-------- Text segment
Lane pursues these ideas (some of which he has also covered extensively in several previous books) to postulate the likely origin of all life in inorganic chemical reactions near deep-water volcanic vents, involving hydrogen and carbon dioxide and sulphur compounds. Protocells formed with partitions that began to be able to develop electrical charge; chemical syntheses of early life-molecules took place without enzymes; primitive rNAs began to code for some of the biosyntheses and to act like enzymes, and gradually the earliest unicellular forms of life appeared. The Krebs Cycle, when it finally worked as a system catalysed by separate enzymes and coenzymes, was all in reverse, a biosynthetic highway. As photosynthesis (also described entertainingly and informatively in a separate chapter by Lane) generated oxygen and this gas accumulated, organisms began to use the forward Krebs Cycle to form ATP but this was largely restricted to the multicellular animals which appeared on earth during and after the 'Cambrian explosion', where some organs needed to do work at high rates and others could concentrate on biosynthesis - so the Cycle became facultative, sometimes going one way and sometimes another, even splitting up sometimes to go in two different directions. A versatile metaphoric traffic circle at the very heart of life. The late Sir Hans would indeed be amazed.
----------------
-------- Data excerpts
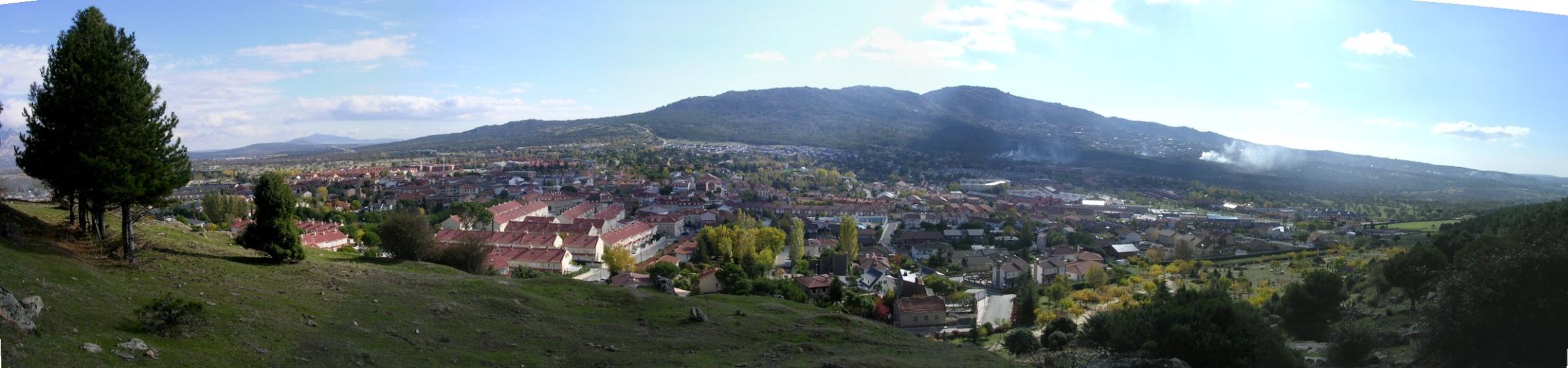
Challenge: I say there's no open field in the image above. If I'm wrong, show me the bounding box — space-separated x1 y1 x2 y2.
0 202 1007 367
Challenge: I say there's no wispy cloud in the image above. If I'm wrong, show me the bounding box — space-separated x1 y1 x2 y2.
1361 117 1416 129
745 50 789 63
0 45 49 95
817 28 996 72
1339 30 1416 57
237 35 414 63
1431 121 1531 143
295 95 592 122
303 5 381 21
1416 0 1568 15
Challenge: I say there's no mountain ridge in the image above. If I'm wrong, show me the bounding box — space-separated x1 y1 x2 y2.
331 86 1568 201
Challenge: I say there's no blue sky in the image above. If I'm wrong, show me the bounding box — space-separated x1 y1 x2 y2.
0 0 1568 175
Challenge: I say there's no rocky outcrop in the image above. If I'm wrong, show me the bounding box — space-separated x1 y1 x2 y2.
1085 357 1191 368
0 288 44 333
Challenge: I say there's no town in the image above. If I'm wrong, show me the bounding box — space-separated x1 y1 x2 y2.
163 144 1436 360
0 0 1568 368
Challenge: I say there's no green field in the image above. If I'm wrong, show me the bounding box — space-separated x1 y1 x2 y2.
1387 219 1460 232
0 202 1008 367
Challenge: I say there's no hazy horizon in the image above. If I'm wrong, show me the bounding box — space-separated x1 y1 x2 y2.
----------------
Task statement:
Please state where, according to the passage on the origin of life, all life likely began. The rows come from a separate source.

Task output:
In inorganic chemical reactions near deep-water volcanic vents, involving hydrogen, carbon dioxide and sulphur compounds.